## TASK BRIEF
Pull out each of the lines below that contains the word "head" and copy it. Case matters.

>>>

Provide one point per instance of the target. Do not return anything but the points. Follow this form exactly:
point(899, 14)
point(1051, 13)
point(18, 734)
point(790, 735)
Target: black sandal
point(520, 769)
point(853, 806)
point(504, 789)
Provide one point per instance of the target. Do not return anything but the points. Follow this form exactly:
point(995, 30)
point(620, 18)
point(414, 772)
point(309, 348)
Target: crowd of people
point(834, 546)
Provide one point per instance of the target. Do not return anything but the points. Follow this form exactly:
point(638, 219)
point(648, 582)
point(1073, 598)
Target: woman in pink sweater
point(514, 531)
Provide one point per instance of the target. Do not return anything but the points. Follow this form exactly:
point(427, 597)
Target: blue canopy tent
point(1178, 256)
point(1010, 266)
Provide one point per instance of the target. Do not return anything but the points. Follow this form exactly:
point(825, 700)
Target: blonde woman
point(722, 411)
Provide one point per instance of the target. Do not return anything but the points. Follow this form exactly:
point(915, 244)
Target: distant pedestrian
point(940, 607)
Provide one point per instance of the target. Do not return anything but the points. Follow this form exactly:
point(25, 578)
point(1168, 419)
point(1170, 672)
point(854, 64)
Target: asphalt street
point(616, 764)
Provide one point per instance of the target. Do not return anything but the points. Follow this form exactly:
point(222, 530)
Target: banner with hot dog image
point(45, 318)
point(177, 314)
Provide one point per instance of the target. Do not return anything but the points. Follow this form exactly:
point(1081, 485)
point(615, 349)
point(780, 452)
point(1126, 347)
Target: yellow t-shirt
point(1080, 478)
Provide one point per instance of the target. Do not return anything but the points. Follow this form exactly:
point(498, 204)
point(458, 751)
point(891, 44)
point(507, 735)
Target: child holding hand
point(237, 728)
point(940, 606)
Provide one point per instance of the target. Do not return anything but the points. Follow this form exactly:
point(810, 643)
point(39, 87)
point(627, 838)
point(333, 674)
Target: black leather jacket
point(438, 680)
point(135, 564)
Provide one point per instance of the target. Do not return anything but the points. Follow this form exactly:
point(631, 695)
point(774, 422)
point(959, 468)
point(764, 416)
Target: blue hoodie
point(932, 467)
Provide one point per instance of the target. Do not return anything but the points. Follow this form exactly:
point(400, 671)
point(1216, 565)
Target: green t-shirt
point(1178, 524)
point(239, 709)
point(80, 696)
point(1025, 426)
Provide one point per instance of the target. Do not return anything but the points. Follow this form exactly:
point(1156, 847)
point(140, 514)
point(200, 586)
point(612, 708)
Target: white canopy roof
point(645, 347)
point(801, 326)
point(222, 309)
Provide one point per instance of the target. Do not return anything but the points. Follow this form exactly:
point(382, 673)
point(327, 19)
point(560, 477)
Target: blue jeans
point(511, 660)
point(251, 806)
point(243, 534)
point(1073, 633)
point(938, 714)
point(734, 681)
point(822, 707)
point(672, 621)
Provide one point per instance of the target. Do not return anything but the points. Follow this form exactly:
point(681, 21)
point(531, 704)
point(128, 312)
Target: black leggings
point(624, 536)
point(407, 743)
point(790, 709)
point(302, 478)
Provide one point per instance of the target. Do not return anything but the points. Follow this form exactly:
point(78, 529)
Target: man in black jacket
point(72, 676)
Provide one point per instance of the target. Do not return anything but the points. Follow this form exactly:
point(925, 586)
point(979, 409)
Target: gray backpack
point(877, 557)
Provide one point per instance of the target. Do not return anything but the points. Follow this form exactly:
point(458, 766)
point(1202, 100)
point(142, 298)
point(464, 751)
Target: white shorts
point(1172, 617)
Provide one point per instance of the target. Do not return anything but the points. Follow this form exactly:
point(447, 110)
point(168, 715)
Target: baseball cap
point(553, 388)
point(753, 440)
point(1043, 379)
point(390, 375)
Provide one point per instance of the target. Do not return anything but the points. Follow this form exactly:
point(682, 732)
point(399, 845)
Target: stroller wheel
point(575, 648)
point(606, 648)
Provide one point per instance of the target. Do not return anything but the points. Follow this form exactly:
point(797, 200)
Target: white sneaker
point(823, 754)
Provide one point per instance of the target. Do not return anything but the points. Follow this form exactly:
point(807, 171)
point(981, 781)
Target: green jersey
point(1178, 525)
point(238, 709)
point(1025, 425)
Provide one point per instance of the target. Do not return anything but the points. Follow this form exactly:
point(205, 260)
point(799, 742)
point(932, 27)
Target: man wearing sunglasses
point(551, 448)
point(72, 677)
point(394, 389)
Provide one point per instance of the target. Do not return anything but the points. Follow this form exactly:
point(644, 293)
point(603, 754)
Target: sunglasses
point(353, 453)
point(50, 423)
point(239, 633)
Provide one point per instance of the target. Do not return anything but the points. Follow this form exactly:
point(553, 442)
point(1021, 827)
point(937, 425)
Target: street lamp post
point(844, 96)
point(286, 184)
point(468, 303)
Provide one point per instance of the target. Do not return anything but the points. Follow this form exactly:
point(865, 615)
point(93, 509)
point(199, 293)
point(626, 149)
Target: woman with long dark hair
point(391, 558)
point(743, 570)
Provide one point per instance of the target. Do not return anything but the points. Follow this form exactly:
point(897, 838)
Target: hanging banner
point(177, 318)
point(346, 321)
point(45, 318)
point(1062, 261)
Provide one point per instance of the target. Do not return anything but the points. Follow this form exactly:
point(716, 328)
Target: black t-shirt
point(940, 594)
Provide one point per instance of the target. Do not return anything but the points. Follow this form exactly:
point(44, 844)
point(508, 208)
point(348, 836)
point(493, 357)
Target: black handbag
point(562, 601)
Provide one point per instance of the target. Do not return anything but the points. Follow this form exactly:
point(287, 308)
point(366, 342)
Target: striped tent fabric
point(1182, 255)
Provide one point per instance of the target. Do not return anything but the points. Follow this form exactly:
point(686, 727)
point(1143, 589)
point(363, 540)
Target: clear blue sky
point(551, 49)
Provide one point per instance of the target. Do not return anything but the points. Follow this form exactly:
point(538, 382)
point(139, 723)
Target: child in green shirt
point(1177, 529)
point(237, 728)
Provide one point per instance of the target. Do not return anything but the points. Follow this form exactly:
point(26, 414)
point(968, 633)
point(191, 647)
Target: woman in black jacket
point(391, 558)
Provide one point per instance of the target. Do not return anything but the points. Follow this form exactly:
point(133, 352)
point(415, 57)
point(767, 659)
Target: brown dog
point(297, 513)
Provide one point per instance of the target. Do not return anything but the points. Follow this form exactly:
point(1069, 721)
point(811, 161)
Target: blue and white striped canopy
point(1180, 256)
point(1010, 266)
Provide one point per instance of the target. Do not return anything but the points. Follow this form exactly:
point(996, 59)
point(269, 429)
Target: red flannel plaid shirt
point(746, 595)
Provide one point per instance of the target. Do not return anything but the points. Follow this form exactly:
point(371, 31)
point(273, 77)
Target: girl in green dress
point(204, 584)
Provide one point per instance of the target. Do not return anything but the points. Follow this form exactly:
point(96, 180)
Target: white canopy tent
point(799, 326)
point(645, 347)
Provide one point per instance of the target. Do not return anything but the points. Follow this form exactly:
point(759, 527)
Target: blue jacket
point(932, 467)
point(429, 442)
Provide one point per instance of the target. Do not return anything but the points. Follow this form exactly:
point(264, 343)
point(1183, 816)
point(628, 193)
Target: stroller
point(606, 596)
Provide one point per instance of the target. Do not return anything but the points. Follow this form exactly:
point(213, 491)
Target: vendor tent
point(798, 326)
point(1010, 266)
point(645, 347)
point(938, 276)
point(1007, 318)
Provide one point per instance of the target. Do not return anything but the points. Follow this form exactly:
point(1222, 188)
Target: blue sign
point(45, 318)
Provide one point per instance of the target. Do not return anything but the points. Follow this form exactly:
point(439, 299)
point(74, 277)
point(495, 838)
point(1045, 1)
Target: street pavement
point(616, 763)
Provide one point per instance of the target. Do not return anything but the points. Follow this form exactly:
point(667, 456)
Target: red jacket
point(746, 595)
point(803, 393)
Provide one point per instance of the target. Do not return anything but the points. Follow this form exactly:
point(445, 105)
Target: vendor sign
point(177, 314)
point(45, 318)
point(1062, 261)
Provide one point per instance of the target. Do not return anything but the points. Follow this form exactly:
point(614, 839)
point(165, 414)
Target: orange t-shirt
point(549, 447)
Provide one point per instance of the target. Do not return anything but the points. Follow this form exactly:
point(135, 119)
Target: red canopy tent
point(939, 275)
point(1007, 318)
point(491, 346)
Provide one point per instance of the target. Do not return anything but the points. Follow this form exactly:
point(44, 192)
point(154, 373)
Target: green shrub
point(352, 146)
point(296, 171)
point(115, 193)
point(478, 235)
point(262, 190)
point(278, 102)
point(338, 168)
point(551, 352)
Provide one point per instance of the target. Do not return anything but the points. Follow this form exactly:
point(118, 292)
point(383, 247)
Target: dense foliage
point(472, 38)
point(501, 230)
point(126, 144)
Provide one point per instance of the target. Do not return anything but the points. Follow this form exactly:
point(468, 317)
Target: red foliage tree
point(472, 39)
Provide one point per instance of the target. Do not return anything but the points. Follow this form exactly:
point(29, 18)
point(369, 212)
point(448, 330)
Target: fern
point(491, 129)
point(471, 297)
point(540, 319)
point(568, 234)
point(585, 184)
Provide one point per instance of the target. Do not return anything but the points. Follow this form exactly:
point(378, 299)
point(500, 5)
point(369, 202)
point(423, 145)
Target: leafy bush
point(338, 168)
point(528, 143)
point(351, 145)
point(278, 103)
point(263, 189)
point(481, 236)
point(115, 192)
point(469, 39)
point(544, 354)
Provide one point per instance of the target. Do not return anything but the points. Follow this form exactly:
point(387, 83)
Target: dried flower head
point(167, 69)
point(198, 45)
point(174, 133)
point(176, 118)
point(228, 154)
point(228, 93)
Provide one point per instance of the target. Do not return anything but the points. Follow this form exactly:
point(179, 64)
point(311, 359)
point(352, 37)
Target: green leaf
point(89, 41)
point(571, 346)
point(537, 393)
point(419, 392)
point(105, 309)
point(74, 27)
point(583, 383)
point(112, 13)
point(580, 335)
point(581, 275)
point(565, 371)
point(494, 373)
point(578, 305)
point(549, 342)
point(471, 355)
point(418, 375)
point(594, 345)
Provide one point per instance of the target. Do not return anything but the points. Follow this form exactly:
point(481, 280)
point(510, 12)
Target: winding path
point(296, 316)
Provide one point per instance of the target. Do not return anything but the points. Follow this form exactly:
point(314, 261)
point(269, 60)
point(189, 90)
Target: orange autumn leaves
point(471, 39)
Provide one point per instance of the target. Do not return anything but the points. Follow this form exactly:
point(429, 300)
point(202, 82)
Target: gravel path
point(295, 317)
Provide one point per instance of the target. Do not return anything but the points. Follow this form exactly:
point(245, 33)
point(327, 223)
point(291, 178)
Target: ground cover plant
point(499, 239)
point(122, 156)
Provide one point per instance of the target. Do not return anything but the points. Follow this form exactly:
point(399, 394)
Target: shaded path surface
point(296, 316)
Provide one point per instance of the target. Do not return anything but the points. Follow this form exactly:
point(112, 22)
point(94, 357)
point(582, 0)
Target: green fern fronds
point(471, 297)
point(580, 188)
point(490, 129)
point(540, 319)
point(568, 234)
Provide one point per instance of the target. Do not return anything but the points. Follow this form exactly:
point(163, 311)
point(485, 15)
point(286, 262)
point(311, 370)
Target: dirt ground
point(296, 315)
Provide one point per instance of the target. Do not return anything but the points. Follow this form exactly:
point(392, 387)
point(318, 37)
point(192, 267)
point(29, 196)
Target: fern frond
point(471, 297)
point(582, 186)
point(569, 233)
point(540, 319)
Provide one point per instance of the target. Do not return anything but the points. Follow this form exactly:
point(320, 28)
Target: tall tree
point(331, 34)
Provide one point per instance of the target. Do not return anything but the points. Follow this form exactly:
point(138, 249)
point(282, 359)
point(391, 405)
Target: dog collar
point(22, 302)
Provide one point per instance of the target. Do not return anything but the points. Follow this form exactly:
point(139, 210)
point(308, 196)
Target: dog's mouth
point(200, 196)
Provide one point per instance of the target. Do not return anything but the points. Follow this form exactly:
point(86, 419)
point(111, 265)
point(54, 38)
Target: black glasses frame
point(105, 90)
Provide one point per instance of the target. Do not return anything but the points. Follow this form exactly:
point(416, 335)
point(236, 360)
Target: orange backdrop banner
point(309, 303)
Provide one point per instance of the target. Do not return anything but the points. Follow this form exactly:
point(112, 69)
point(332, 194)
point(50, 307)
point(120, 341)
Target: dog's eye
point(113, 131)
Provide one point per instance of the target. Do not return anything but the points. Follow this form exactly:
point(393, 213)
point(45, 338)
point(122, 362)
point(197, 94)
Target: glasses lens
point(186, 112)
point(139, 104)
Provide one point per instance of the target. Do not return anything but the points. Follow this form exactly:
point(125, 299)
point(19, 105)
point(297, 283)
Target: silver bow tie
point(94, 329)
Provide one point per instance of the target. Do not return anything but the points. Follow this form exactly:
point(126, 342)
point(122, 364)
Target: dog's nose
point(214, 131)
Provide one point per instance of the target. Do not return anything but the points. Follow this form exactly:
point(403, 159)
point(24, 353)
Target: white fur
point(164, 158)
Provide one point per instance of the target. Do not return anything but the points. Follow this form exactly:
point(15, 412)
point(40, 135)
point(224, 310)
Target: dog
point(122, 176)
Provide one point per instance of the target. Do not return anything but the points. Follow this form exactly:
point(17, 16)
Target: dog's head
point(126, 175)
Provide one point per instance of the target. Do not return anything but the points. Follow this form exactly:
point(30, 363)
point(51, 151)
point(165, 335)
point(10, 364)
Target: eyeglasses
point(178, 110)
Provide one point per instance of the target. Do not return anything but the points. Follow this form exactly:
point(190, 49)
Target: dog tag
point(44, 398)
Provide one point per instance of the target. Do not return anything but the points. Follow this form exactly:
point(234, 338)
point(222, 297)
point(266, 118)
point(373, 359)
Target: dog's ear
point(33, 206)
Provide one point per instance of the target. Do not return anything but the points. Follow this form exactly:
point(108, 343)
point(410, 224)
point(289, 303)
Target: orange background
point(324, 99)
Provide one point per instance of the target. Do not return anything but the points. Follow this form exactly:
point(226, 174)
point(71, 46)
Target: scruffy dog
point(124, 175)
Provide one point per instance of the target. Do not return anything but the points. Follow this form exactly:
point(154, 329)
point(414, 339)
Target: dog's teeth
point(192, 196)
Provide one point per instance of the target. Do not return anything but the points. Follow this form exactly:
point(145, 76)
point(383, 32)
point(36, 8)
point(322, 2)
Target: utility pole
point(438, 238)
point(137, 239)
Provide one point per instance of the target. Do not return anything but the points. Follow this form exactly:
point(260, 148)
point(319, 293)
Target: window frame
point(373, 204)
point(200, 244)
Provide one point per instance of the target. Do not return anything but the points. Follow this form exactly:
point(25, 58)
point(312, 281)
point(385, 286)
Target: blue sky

<<<

## RESPONSE BELOW
Target: dried flower head
Target: dog's head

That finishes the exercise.